▶ _Page text_:
>>>
Free-speech issues, both real and imagined, shined harsh lights on the Olympic hosts and a pocket of NFL fans

To hear some dimwits tell it, last week was a bad one for athletes interested in speaking freely. You see, on Wednesday, Crossing Broad, a Philly sports site, posted a video of Eagles receiver Riley Cooper plenty soused at a Kenny Chesney concert, threatening "to jump that fence and fight every n----- here, bro." Witnesses later gave the outburst some context: Cooper had wanted to go backstage at the show, but he lacked the proper credentials. When a security guard told him he couldn't breach Chesney's inner sanctum, Cooper lost it, while a red light glowed nearby on the screen of a smartphone.

This happened two months ago, in June, before Chesney's "No Shoes Nation" caravan had made its way to Saskatchewan and back again. There was no such lull between the video's surfacing and Cooper's earnest, somber apology, which arrived after an hour's wait. A contrite press conference followed, as did a rich sampler of teammates' opinions, some harsh, others hopeful. This is where things ought to have ended.
<<<
▶ _Data rows_:
>>>
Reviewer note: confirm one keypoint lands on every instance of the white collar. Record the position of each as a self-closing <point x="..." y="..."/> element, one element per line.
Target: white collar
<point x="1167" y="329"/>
<<<
>>>
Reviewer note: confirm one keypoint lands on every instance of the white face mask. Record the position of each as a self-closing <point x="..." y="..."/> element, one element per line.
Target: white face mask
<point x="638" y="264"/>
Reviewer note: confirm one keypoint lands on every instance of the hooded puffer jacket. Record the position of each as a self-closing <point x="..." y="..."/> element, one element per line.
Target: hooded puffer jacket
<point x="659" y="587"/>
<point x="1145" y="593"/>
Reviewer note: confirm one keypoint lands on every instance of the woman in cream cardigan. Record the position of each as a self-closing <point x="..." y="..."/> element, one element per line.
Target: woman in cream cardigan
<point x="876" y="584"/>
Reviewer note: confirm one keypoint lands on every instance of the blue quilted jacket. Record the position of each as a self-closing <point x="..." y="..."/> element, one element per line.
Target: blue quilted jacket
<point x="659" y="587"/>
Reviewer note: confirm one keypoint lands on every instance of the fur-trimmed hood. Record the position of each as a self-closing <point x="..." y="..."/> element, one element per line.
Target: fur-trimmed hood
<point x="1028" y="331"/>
<<<
>>>
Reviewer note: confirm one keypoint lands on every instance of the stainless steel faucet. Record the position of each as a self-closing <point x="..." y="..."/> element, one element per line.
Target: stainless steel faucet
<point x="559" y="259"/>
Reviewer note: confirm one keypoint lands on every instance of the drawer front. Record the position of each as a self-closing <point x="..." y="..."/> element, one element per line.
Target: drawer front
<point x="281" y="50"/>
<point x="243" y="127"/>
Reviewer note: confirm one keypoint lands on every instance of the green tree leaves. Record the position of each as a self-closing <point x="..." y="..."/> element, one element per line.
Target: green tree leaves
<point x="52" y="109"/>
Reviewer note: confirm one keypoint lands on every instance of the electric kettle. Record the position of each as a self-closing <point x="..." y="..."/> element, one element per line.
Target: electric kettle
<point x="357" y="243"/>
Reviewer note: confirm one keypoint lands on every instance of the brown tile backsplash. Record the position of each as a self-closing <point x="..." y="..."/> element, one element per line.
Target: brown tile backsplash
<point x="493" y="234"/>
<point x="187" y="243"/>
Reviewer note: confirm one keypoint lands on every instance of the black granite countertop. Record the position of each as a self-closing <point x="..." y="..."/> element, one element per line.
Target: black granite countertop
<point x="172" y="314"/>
<<<
▶ _Tasks and exercises_:
1. Pull out every line of the listing that contains the string "drawer", matching case exactly.
2. Carry the column on athletes and free speech on past its last sentence.
The listing is unrelated to the column on athletes and free speech.

▶ _Task answers_:
1.
Reviewer note: confirm one keypoint lands on every instance of the drawer front. Record the position of each as a self-closing <point x="..." y="..."/> element, one element per line.
Target: drawer front

2.
Instead, the team excused Cooper indefinitely to attend counseling, as though a white man's drunken loutishness at a Kenny Chesney concert (a petri dish for so many strains of drunken white-male loutishness) really demands rigorous analysis. The next month at Eagles camp—and the next year on the field against NFL defenders—will provide lessons more permanent and practical. Cooper's disappearance and silence swelled his brigade of idiot defenders, who crafted false equivalencies and mangled the Constitution. A representative comment: "We have free speech no one apologized for saying white men can't jump, I'm a giant fan but now a fan of yours too #beProud."

There was one other odious ending, this one from the concert that night in June. Cooper eventually did make it backstage and later onstage. While Chesney sang to a sold-out stadium about just how much the "boys of fall" mean, Cooper sprinted around, sweating, dancing and high-fiving, having the time of his life.

BUT AS COOPER'S defenders were busy fretting over imaginary free-speech concerns, real ones arose concerning the 2014 Olympic Games in Sochi.

Russian leaders really don't care for homosexuality. The activity itself is legal, but any kind of speech that might promote it in public—from same-sex hand-holding to rainbow flags, and media coverage thereof without an accompanying disclaimer—isn't. It's "gay propaganda," terribly damaging to minors. Citizens, elected officials and the press all face fines; foreigners face detention and deportation.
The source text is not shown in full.